_What you are asked to do:_
All of the data must be output exactly, with every picture left out.

Dataset entries
========================================================================
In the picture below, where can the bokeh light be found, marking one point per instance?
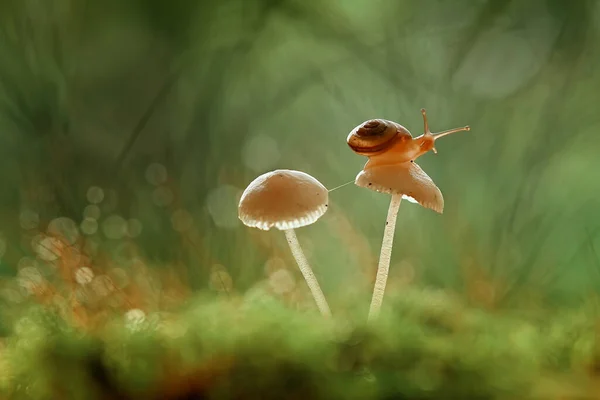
(156, 174)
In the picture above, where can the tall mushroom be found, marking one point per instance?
(287, 199)
(391, 169)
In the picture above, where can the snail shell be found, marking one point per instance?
(375, 136)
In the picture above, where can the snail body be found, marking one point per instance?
(386, 142)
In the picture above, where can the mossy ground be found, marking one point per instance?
(425, 345)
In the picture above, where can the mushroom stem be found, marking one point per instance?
(307, 272)
(385, 256)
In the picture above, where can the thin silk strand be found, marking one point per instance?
(310, 278)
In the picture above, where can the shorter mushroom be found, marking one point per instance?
(287, 199)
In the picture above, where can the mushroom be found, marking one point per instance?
(391, 169)
(287, 199)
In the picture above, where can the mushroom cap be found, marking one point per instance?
(283, 199)
(407, 179)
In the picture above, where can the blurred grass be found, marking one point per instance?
(171, 109)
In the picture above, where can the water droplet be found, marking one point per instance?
(92, 211)
(156, 174)
(84, 275)
(222, 205)
(95, 195)
(89, 226)
(114, 227)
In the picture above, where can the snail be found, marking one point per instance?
(392, 169)
(387, 142)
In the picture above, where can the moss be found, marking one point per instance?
(425, 345)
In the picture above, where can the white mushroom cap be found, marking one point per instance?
(283, 199)
(407, 179)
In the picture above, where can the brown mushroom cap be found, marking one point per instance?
(407, 179)
(283, 199)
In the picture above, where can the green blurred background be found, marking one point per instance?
(139, 123)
========================================================================
_Task response:_
In the picture below, where can the bokeh light be found, marking one point per instance?
(156, 174)
In the picture above, where can the tall mushroom be found, marking one point per instance?
(287, 199)
(391, 169)
In the picture above, where can the snail shell be found, marking one point per instance?
(375, 136)
In the picture above, where can the snail body be found, marking one point per instance?
(386, 142)
In the picture above, where can the mossy ground be found, marking one point per instance?
(425, 345)
In the picture above, where can the mushroom stem be found, marking one point per instance?
(307, 272)
(385, 256)
In the picture above, where can the thin silk strand be found, marking one point per instance?
(310, 278)
In the picture above, where can the shorter mushroom be found, marking one point per instance?
(287, 199)
In the picture above, where can the mushroom be found, marking one point per instance?
(391, 169)
(287, 199)
In the picture above, where can the mushroom cap be found, marking one point per instance?
(283, 199)
(407, 179)
In the picture above, where can the blurred grass be found, marking one point per instance?
(171, 109)
In the picture above, where can the water droplet be found, marking one point per instance?
(92, 211)
(156, 174)
(84, 275)
(222, 205)
(95, 195)
(89, 226)
(114, 227)
In the picture above, where can the snail be found, marking one point per instance?
(392, 169)
(387, 142)
In the picture above, where can the moss be found, marking one point per instance?
(425, 345)
In the picture above, where can the white mushroom cap be found, marking one point per instance?
(283, 199)
(407, 179)
In the picture above, where can the brown mushroom cap be found, marking one point per instance?
(407, 179)
(283, 199)
In the picture above, where can the green blurred background be found, marking one point per instance?
(139, 123)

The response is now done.